Short task.
Output the full material exactly as it appears here.

Given records.
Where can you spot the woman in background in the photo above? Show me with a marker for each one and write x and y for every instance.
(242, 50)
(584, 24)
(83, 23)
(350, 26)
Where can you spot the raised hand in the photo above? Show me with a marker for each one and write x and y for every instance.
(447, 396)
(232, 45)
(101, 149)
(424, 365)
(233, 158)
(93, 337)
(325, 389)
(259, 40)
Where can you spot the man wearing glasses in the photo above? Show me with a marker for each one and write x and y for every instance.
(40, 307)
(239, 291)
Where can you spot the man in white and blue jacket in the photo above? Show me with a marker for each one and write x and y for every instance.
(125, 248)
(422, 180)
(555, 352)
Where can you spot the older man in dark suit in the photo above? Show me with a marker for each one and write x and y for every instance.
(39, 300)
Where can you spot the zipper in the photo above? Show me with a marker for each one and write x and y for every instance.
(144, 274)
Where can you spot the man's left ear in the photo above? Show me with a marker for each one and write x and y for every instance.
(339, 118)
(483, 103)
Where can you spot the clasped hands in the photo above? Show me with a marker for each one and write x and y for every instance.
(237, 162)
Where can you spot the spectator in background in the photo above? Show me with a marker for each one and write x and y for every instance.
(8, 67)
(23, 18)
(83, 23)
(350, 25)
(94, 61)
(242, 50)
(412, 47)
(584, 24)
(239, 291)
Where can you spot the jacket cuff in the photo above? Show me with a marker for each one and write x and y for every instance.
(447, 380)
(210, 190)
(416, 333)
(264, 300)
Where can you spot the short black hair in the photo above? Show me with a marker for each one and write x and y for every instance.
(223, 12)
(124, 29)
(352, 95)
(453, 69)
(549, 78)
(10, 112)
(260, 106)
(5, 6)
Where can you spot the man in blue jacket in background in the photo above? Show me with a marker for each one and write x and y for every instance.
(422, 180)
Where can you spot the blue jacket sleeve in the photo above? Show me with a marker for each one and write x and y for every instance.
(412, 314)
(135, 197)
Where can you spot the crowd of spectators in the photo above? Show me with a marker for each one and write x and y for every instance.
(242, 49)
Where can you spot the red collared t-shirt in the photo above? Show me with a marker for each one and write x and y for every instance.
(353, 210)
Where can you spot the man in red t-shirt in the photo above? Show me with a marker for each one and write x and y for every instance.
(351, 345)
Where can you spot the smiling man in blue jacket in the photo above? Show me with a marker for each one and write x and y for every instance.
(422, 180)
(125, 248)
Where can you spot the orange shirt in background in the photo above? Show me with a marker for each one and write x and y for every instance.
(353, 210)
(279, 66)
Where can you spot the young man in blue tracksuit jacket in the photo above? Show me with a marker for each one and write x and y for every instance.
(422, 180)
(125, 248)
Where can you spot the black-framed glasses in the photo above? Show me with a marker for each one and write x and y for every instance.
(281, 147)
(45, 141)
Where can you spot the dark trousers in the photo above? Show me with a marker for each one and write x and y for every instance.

Task result.
Where can you spot the woman in background in the photo above? Show me with a marker for each one and write x and y for every instance.
(242, 50)
(584, 24)
(83, 23)
(350, 26)
Where can you spot the raised hand in the photo above? Show me with a marker for each one and write x and y for every instance.
(447, 396)
(232, 45)
(101, 149)
(424, 365)
(233, 158)
(93, 337)
(325, 389)
(259, 40)
Where can you spot the man wearing glasses in the photo above? Show me with a marker for each one and write x and y for every instance.
(40, 307)
(239, 291)
Where can you spot the man in white and blue jacket in the photo above? Show me with a marker for each one and write x and y for every instance.
(125, 248)
(422, 180)
(555, 352)
Where can you spot the older man in dark suit in the photo above? Show me with a marker for each one and write x and y for every instance.
(39, 300)
Where can you spot the zipper in the photo above? Show me with a marker for each one and write x and y for every instance.
(144, 274)
Where can you spot the man's left ear in the photo above? Show me with a marker for each one and write x and y for every instance.
(339, 118)
(483, 103)
Where can you spot the clasped hands in the photo above? Show me with a marker for each one and write x and y for every instance.
(237, 162)
Where can you spot the spectator in background in the photo above? Show me with a marker for each one and write x and y for every instance.
(8, 67)
(23, 18)
(83, 23)
(350, 25)
(94, 61)
(242, 50)
(412, 47)
(584, 24)
(239, 291)
Where can you spot the jacket cuff in the photo above? Show me with a marker for each one and write x and y for every instance.
(447, 380)
(210, 190)
(416, 333)
(264, 300)
Where can you spot the short black hair in the photo above? Show me with a marker for each one and write x and y for every instance.
(223, 12)
(124, 29)
(352, 95)
(453, 69)
(549, 78)
(10, 112)
(260, 106)
(5, 6)
Where can you spot the man in blue jacket in background in the photo above? Show me with a marker for each one and write x and y for every instance.
(422, 180)
Where can you spot the blue jacket sleeve in the photo above? Show me with a marker for each one and write x and y for every instance.
(412, 314)
(135, 197)
Where can you spot the crowd of spectators in the photo above? Show me with a marker for each one and write x and y for every instance.
(242, 49)
Where can you spot the red collared t-shirt in the photo above? Show me with a marker for each one and write x and y for every instance.
(353, 210)
Where can you spot the man in red t-shirt in the photo above? Show me with a marker for each one and write x and y for every instance.
(351, 345)
Where can you spot the smiling man in blue jacket in the photo above? Show me with a marker for each one and write x and y for every instance.
(422, 180)
(125, 248)
Where can you spot the orange shirt in background in the photo above? Show me with a marker for each one and write x and y for every instance.
(353, 210)
(279, 66)
Where can you spot the young man in blue tracksuit jacket in the photo above? Show me with a marker for each one and write x and y for every instance.
(422, 180)
(125, 248)
Where can you spot the black-framed glasses in the photo above? Show me with a marker for each one and write x and y for every instance.
(281, 147)
(45, 141)
Where can you spot the dark trousers in the photo above? Show me with a marker for each one and write x and y for every instance.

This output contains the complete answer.